## Document extract

The power consumption for a single T8 fluorescent tube is 40W and the ballast consumes 20W of electricity. The power consumption for a T5 fluorescent tube is 28W and the ballast consumes 4W of electricity. The consumption a single LED light is 1.96W. The daily, weekly, monthly and yearly power consumption for hybrid sunlight/LED illumination with the renewable solar energy saving concept are calculated to be less than 1.15kW, 5.74kW, 22.97kW and 275.65kW, respectively. The power and electricity consumption for these four different types of illumination are listed in Table 6 . The advantages of hybrid sunlight/LED illumination with the renewable solar energy saving concept are very clear.

Tables Icon

Table 6. Power and electricity consumption for the different types of illumination

The hybrid sunlight and LED illumination system can meet the requirement standards for average illuminance. Calculation of the savings in power for a year using this system shows its advantages, let alone the illumination with renewable solar energy saving equipment.

## Record set
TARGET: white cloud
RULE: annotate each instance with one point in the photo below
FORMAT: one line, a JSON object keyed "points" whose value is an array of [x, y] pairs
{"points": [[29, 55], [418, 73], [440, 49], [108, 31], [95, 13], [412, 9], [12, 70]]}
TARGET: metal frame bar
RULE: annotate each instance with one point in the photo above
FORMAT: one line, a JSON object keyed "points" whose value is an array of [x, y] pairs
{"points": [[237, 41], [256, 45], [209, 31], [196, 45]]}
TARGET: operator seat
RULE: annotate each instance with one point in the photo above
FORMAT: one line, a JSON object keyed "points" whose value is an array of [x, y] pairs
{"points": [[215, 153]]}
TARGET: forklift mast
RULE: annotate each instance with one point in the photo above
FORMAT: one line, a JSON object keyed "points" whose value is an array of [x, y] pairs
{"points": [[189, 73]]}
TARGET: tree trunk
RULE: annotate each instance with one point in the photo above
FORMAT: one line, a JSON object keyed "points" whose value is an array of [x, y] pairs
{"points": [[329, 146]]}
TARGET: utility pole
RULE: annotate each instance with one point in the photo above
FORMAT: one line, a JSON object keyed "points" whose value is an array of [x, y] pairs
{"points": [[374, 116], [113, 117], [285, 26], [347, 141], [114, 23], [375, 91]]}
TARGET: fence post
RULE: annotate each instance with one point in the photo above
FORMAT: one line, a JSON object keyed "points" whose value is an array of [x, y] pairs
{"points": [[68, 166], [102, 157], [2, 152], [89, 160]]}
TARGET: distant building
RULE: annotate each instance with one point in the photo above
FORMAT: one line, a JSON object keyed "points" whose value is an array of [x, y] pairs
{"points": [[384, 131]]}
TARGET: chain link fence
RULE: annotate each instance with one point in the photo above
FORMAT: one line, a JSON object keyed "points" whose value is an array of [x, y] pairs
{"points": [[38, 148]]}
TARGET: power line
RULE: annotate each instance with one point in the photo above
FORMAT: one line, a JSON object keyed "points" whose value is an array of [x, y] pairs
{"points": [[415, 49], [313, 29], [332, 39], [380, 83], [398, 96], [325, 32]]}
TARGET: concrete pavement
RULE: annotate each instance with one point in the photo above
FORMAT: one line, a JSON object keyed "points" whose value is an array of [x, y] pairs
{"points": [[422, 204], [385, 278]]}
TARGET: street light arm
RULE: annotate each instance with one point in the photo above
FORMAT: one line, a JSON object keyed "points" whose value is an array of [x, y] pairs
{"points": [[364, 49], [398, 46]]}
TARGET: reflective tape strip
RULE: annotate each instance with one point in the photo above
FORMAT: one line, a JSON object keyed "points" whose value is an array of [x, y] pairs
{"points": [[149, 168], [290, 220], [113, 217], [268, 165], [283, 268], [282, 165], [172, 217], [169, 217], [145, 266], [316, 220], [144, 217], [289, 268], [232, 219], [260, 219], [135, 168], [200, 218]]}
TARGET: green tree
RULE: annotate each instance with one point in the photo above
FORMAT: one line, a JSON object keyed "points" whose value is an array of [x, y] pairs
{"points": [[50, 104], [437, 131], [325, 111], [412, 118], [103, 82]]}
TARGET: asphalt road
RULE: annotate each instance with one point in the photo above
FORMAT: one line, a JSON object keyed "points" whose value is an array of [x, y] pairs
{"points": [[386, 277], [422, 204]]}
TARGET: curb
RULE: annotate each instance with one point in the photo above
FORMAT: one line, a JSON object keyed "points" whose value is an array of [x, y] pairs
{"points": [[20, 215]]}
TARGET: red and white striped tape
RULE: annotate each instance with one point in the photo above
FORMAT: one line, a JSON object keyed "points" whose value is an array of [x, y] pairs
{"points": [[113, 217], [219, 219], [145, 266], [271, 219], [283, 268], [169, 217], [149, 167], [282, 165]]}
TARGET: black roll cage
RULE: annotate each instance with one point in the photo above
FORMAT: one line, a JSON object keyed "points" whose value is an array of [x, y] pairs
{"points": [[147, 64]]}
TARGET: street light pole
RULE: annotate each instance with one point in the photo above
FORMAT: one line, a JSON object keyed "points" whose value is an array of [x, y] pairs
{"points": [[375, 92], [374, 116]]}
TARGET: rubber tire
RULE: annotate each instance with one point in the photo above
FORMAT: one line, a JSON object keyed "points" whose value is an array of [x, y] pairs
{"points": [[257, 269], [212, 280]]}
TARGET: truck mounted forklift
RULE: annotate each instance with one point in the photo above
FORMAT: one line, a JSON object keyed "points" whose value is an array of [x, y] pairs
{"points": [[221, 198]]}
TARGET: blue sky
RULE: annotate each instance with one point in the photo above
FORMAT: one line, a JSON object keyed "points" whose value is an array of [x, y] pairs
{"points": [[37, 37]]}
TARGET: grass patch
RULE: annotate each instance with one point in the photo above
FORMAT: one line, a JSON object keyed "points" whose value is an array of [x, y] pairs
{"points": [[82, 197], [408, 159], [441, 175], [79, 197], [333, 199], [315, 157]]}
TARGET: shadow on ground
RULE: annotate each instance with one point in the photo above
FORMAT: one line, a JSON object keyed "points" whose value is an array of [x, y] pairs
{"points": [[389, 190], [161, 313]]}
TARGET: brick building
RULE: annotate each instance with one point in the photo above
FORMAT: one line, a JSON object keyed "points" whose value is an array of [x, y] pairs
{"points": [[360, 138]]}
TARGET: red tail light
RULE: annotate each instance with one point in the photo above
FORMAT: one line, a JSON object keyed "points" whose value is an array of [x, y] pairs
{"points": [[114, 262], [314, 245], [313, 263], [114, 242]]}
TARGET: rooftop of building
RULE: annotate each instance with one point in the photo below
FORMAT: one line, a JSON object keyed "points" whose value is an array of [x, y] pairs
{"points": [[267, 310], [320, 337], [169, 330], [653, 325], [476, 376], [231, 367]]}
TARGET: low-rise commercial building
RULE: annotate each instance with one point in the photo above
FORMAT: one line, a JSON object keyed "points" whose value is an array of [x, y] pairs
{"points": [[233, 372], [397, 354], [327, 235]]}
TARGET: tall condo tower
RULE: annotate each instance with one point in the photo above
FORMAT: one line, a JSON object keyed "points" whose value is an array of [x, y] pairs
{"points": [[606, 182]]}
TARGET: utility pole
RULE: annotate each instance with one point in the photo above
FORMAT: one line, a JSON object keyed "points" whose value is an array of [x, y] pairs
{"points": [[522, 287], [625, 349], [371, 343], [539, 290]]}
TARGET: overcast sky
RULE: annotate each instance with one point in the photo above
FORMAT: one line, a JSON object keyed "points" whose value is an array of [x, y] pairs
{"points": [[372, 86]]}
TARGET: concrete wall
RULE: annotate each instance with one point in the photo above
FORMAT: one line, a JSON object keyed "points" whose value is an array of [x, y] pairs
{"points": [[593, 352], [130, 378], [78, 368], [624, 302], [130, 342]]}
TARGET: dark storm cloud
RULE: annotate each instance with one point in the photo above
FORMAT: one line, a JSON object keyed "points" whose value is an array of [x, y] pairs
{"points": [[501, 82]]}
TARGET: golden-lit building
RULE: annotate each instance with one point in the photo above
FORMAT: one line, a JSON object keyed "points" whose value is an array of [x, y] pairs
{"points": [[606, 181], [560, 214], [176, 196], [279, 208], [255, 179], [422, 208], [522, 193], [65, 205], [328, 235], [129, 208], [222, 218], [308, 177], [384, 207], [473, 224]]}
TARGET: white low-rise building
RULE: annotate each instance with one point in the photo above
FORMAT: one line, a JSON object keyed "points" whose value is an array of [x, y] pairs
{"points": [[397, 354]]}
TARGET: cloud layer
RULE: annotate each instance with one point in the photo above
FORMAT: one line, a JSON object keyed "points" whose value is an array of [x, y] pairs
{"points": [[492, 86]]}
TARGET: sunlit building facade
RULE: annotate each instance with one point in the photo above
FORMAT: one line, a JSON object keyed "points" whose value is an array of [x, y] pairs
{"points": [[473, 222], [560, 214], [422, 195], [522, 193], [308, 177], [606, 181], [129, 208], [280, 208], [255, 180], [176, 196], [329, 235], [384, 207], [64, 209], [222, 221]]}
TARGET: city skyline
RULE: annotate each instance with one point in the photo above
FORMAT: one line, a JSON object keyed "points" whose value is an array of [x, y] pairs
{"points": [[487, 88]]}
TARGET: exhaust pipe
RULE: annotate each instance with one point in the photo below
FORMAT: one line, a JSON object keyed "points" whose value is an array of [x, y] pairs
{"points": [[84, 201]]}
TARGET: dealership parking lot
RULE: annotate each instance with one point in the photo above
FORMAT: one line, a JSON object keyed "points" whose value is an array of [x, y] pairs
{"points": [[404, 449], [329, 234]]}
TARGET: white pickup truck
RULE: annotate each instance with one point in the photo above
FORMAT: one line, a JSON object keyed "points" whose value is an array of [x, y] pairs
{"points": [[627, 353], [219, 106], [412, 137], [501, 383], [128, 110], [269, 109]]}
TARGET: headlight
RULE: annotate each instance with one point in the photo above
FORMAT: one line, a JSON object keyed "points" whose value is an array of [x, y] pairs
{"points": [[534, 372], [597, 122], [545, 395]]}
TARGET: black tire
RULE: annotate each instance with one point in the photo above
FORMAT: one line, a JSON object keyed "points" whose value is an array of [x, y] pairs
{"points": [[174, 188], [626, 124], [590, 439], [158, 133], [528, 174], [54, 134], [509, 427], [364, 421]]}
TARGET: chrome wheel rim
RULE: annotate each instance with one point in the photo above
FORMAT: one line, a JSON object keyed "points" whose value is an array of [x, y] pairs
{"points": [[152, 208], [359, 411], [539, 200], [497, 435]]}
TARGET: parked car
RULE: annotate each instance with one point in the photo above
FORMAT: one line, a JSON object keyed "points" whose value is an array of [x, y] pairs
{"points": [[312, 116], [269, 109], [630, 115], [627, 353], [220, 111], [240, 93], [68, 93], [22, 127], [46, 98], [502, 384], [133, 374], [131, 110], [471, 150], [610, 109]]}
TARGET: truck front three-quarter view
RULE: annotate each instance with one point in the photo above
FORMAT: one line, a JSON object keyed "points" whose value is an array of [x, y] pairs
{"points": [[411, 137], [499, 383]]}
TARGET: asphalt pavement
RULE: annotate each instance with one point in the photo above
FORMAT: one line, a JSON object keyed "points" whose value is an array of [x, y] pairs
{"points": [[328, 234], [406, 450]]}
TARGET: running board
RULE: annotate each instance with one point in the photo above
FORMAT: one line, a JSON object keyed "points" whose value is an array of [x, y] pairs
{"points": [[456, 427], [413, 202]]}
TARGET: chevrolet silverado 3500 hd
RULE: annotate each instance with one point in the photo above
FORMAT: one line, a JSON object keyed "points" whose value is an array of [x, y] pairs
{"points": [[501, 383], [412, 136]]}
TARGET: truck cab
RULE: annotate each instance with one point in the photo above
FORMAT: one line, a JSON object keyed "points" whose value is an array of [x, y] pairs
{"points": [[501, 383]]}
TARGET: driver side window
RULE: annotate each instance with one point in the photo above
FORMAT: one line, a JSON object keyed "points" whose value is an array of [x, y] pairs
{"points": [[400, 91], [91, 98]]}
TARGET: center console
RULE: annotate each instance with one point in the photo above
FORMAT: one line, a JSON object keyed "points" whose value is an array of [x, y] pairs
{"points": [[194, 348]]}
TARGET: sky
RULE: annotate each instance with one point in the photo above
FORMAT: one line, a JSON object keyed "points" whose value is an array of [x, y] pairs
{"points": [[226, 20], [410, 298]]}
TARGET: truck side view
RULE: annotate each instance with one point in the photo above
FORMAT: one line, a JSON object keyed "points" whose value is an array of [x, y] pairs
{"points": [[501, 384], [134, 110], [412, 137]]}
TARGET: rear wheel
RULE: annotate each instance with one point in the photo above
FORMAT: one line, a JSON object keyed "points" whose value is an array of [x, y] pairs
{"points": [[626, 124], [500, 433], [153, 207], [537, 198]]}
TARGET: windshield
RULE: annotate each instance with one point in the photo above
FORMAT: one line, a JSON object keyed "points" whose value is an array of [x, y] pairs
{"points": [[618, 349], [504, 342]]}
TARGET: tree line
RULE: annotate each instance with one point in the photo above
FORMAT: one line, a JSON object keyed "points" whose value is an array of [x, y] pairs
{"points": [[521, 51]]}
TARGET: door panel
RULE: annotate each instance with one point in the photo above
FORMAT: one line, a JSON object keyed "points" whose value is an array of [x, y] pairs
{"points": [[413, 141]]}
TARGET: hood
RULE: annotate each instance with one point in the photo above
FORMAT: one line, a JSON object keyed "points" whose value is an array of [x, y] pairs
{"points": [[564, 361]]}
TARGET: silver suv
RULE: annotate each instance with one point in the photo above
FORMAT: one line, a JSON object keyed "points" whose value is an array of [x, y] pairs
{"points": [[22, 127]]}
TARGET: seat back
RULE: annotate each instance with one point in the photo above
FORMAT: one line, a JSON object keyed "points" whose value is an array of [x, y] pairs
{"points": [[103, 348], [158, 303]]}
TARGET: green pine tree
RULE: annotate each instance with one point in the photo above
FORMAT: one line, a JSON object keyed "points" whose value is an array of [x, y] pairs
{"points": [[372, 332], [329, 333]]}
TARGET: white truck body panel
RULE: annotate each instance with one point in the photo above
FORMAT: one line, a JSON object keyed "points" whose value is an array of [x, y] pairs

## Given instruction
From the lighting power consumption text, reproduce word for word the section starting at "The power consumption for a single" and ending at "are very clear.".

## Result of the task
The power consumption for a single T8 fluorescent tube is 40W and the ballast consumes 20W of electricity. The power consumption for a T5 fluorescent tube is 28W and the ballast consumes 4W of electricity. The consumption a single LED light is 1.96W. The daily, weekly, monthly and yearly power consumption for hybrid sunlight/LED illumination with the renewable solar energy saving concept are calculated to be less than 1.15kW, 5.74kW, 22.97kW and 275.65kW, respectively. The power and electricity consumption for these four different types of illumination are listed in Table 6 . The advantages of hybrid sunlight/LED illumination with the renewable solar energy saving concept are very clear.